Tâches:
[1] D'après le texte de la page, à quoi Harry Enns impute-t-il la perte d'occasions de tenir des débats ?
[2] Extrayez des enregistrements toutes les lignes où figure le mot « jungle ».

Texte de la page:
+ + + + + + +
J’étais contre l’Accord, non pas parce que je ne voulais pas que le Québec
dispose de pouvoirs spéciaux, mais parce que je ne croyais pas que des pouvoirs
supplémentaires devaient être également accordés à toutes les provinces. Après
avoir vu les chefs de parti se rendre à Ottawa en juin et revenir avec un
« compromis », on suggéra aux députés d’adopter l’Accord. J’ai refusé, comme le
montre le compte rendu du débat tenu à ce moment-là. Je me suis dissocié de mon
parti sur cette question. En fait, mon bureau est devenu le centre névralgique
où Ovide Mercredi, Phil Fontaine, Elijah Harper et d’autres discutaient de la
stratégie à suivre pour stopper l’adoption de l’Accord.
Je
voulais imiter Elijah Harper et refuser de donner mon consentement, mais Ovide
Mercredi souhaitait qu’on continue à mettre l’accent sur la question autochtone
et je m’en suis tenu à cette stratégie.
La
défaite du gouvernement Pawley à la suite de la défection de l’un de nos
députés mécontents a constitué un moment difficile, étant donné surtout que
nous sommes dans l’opposition depuis. Je me considérais comme un proche ami de
James Walding et je ne savais pas qu’il allait voter contre nous ce soir-là.
Y
a-t-il des réformes que vous apporteriez à l’Assemblée législative?
Harry
Enns : Je pense que nous perdons des occasions de tenir des débats. C’est,
selon moi, la faute de la télévision, qui nous encourage à limiter nos
interventions à 30 secondes.
Il nous
faut utiliser davantage les comités permanents et spéciaux de l’Assemblée
législative. Ces comités devraient devenir des tribunes où l’on débat des
politiques publiques. Ils devraient se réunir plus souvent lorsque l’Assemblée
législative ne siège pas.
+ + + + + + +
Enregistrements d'entrée:
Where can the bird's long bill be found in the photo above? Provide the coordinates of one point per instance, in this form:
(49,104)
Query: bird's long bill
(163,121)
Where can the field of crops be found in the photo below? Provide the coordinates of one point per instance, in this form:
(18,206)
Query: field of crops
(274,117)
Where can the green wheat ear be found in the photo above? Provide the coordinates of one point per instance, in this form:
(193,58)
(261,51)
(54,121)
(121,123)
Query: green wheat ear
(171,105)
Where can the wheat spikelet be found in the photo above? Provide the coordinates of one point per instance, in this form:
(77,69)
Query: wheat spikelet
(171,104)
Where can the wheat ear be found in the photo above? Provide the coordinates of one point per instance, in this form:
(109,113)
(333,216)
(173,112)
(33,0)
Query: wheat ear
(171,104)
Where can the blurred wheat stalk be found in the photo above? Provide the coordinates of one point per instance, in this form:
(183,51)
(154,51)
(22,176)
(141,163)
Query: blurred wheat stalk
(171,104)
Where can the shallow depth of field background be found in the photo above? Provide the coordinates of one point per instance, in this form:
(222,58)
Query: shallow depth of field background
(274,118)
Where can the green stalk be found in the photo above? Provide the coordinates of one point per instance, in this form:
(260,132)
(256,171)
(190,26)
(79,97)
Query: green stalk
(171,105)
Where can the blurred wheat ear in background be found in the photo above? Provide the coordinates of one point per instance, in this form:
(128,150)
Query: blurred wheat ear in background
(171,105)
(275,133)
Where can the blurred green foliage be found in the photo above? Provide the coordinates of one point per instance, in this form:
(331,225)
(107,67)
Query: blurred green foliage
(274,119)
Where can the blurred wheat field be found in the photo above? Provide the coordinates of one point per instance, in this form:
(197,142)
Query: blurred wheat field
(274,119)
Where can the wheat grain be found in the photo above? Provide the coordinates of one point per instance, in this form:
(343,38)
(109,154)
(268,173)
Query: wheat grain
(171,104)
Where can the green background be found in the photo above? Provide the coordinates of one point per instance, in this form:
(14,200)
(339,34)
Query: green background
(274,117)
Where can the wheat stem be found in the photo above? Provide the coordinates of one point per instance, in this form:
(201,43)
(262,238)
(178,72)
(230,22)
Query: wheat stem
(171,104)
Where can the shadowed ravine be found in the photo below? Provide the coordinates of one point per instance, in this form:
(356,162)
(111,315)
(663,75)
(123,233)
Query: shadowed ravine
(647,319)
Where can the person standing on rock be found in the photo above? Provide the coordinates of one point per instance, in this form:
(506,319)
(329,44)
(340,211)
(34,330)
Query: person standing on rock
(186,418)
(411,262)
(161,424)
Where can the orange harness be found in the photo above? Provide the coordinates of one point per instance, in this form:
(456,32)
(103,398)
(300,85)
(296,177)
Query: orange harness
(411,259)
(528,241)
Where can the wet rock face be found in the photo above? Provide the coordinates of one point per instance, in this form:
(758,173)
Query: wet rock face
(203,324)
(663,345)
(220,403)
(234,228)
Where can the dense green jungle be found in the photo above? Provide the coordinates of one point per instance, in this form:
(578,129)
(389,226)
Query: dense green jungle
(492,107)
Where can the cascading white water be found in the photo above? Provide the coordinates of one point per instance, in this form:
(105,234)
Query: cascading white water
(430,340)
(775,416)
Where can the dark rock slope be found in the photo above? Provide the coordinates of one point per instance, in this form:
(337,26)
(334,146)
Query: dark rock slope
+ + + + + + +
Résultats finaux:
[1] À la télévision, qui encourage à limiter les interventions à 30 secondes.

[2]
Where can the dense green jungle be found in the photo above? Provide the coordinates of one point per instance, in this form:
Query: dense green jungle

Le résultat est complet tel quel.